Saved entries
⁂
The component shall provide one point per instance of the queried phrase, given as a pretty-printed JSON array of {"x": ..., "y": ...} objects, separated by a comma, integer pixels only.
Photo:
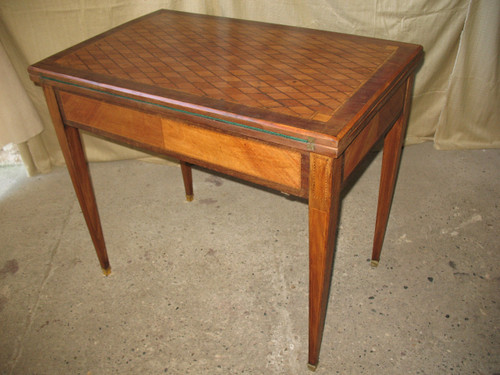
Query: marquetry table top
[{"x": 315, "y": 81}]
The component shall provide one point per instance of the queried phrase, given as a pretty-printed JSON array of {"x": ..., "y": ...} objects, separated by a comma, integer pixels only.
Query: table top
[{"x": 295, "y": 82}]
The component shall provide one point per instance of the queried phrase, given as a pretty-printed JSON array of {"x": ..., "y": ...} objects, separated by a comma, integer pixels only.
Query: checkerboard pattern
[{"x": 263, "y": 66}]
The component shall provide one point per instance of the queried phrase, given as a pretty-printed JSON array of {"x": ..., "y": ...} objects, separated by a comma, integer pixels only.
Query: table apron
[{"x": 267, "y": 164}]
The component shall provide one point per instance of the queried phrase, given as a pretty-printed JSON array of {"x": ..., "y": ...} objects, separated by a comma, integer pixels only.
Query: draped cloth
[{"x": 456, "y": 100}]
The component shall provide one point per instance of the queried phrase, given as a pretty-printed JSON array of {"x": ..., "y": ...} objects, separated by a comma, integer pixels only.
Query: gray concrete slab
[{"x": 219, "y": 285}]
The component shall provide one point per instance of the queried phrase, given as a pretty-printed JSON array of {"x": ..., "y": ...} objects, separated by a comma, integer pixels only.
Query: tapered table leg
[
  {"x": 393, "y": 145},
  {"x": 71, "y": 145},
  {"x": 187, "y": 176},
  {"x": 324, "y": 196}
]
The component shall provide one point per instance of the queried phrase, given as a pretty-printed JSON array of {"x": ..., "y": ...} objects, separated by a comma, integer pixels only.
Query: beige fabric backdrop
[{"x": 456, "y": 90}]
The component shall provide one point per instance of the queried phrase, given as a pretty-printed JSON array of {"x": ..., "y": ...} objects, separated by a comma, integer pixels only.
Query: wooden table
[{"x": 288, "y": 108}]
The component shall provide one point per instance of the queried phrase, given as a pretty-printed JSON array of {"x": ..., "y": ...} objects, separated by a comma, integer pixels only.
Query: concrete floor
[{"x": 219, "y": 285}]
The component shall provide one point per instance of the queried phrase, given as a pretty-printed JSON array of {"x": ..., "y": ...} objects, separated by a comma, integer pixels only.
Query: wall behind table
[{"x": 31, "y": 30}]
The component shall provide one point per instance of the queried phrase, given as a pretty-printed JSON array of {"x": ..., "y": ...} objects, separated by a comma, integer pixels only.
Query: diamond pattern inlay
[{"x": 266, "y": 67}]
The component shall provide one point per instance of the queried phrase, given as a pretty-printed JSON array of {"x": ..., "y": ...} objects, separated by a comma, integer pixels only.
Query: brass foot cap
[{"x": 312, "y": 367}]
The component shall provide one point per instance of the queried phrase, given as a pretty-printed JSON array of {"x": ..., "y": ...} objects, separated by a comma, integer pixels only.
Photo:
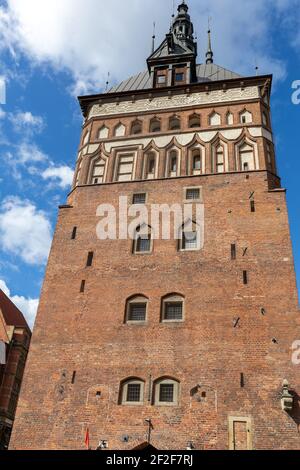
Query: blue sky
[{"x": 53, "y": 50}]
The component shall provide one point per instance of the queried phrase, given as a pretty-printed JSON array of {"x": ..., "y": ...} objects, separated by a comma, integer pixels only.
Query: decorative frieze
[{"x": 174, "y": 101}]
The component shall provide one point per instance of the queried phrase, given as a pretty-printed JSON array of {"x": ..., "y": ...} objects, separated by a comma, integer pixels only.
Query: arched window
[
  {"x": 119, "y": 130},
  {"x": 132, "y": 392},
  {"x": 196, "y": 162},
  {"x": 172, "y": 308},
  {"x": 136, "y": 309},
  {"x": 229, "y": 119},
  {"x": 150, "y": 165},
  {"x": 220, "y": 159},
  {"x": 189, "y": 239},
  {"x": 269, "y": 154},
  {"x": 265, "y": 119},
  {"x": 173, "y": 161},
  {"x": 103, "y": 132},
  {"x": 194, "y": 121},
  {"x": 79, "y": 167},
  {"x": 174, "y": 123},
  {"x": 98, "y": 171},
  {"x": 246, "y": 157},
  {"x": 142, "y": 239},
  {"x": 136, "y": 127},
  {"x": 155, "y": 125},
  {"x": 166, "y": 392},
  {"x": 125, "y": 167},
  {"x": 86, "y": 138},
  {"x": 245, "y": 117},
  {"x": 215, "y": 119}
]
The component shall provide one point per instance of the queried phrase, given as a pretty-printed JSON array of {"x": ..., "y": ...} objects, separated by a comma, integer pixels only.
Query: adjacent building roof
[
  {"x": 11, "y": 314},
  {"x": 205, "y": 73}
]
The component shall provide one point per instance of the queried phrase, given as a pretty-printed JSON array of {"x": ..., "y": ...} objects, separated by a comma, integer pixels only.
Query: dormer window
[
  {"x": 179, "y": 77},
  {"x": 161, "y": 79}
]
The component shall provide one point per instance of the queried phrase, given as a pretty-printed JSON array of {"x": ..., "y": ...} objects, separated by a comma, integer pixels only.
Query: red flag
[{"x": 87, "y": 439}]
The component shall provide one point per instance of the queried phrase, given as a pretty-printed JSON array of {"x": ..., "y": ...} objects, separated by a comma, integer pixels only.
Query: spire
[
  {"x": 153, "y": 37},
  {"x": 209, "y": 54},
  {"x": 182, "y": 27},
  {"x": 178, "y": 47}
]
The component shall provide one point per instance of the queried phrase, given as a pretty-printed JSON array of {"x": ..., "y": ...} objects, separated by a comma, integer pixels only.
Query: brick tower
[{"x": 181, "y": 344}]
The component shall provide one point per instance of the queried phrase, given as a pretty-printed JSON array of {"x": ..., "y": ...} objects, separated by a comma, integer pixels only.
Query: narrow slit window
⁂
* **WHAT YOU WILL DO**: The entries need to be restated exactly, and their pictures left out.

* **EXERCISE RESULT**:
The component shall provide one point per instance of the queried phrase, given as a pretty-printed JSON array of {"x": ..., "y": ...} objects, separated by a comma, integer pixels only.
Photo:
Query: marquetry table top
[{"x": 315, "y": 81}]
The component shall provide one point per instance of the queried phrase, given as a pretty-printed JSON array of {"x": ..., "y": ...} objects, separated by a comma, integer pixels only.
Query: table top
[{"x": 295, "y": 82}]
The component shall provide one point per instance of the queried phrase, given as a pretty-printed JSON array of {"x": ..., "y": ...} objects, separated by a comma, integer pixels only.
Query: checkerboard pattern
[{"x": 263, "y": 66}]
The component shall provide one point per instance of the queried phrase, given as a pretty-printed JSON array of {"x": ..., "y": ...} objects, separated by a comma, integer pixels only.
Query: table apron
[{"x": 267, "y": 164}]
The component shall provide one point per instance of the queried phrase, given as a pretty-printed JSON array of {"x": ..., "y": ...} objects, separated by a comma, integer pixels only.
Query: draped cloth
[{"x": 456, "y": 100}]
The component shall provide one point per instance of the queried phrase, given as a pretty-printed JSON array of {"x": ..., "y": ...} objects, separated by a comma, integer pixels only.
Query: gray concrete slab
[{"x": 219, "y": 285}]
The component shall provide one point per instance of the queried phrase, given as a pretty-printed JSON array of {"x": ..., "y": ...} objects, separated by a comma, integer pixels only.
Query: tapered table leg
[
  {"x": 393, "y": 145},
  {"x": 71, "y": 145},
  {"x": 187, "y": 176},
  {"x": 324, "y": 196}
]
The component shall provide one point per instance of the queried phrase, given as a pretty-printed JSON array of {"x": ..., "y": ...} objects, separated by a comma, integer pixels only.
Query: beige fabric backdrop
[{"x": 456, "y": 90}]
The component shall provide one point per instance of the queried phrase, given as a pretty-printed JSON array of {"x": ..., "y": ...} objects, separated by a comma, integer pixels only.
Query: wooden table
[{"x": 288, "y": 108}]
The component shall provide one point per instance of the queried phrase, given as a pretty-printed JSON array of {"x": ..., "y": ...} objects, separated by a comma, integer pixels only.
Query: concrete floor
[{"x": 219, "y": 285}]
The component shall provide one point per instance of the queried phrase, given as a pretty-printed JSON array of {"x": ..., "y": ...} objects, separated by a comma, integer pixels only.
Query: wall behind table
[{"x": 31, "y": 30}]
The component shall provide one point per instance of the queried phrase, given as a pretty-printed JSON array of {"x": ..., "y": ...} objects, separated by a comma, integer pixels only.
Query: diamond pattern inlay
[{"x": 266, "y": 67}]
The component shall provide one point per instance of the queried phrase, given as a pretty-printed JSON array of {"x": ..., "y": ...} objects, separated by a comma, integer pixels only.
Query: brass foot cap
[{"x": 312, "y": 367}]
The component shall provide one point per instance of the queried phrase, given as a pretty-printed JSON array of {"x": ..., "y": ...} objects, separated by a comma, integer pixels only.
Photo:
Query: blue sky
[{"x": 53, "y": 50}]
The component shall provide one point per instance of the queried phrase, given as a pretty-printed JSON array of {"x": ..., "y": ...} objects, separated by a comma, integer pixels only.
Query: decorative frieze
[{"x": 174, "y": 101}]
The component shall provide one point per instance of the queried phrase, given as a pretty-printed JSON array of {"x": ..., "y": ...} objects, separated by a comma, integer pixels only.
Query: arched window
[
  {"x": 119, "y": 130},
  {"x": 132, "y": 392},
  {"x": 196, "y": 162},
  {"x": 172, "y": 308},
  {"x": 136, "y": 309},
  {"x": 229, "y": 119},
  {"x": 150, "y": 165},
  {"x": 220, "y": 159},
  {"x": 189, "y": 239},
  {"x": 269, "y": 154},
  {"x": 265, "y": 119},
  {"x": 173, "y": 161},
  {"x": 103, "y": 132},
  {"x": 194, "y": 121},
  {"x": 79, "y": 167},
  {"x": 174, "y": 123},
  {"x": 98, "y": 171},
  {"x": 246, "y": 157},
  {"x": 142, "y": 239},
  {"x": 136, "y": 127},
  {"x": 155, "y": 125},
  {"x": 166, "y": 392},
  {"x": 125, "y": 167},
  {"x": 86, "y": 138},
  {"x": 245, "y": 117},
  {"x": 215, "y": 119}
]
The component shall provide one point per instance of the queried phrase, given as a pretty-printed JSON array of {"x": ..., "y": ...} objects, separated by a comma, integer pixels only.
Query: adjacent building roof
[
  {"x": 11, "y": 314},
  {"x": 205, "y": 73}
]
The component shall provide one point per instance of the queried phrase, given as a pretty-printed JSON array of {"x": ..., "y": ...} objects, separated by a comma, integer pixels only.
Query: dormer window
[
  {"x": 179, "y": 77},
  {"x": 161, "y": 79}
]
The component shall provide one point per instance of the queried phrase, given as a pretty-printed JSON array of {"x": ..., "y": ...} objects, separated by a comma, integer pixels only.
Query: red flag
[{"x": 87, "y": 439}]
The component shall provide one point per instance of the queried phrase, given as a pretty-printed JSON array of {"x": ..., "y": ...} objects, separated by a comma, integer pixels only.
Query: spire
[
  {"x": 153, "y": 37},
  {"x": 209, "y": 54},
  {"x": 182, "y": 27},
  {"x": 178, "y": 47}
]
The component shall provide one point per instance of the queried phrase, given as a pretty-printed JSON array of {"x": ..., "y": ...} objects, separated by a comma, integer pixels only.
Query: brick tower
[{"x": 181, "y": 344}]
The component shall provide one point per instance of the queried phrase, given as a pretty-printed JSON array of {"x": ..., "y": ...} objects, separated by a comma, integer pixels only.
Query: narrow slit window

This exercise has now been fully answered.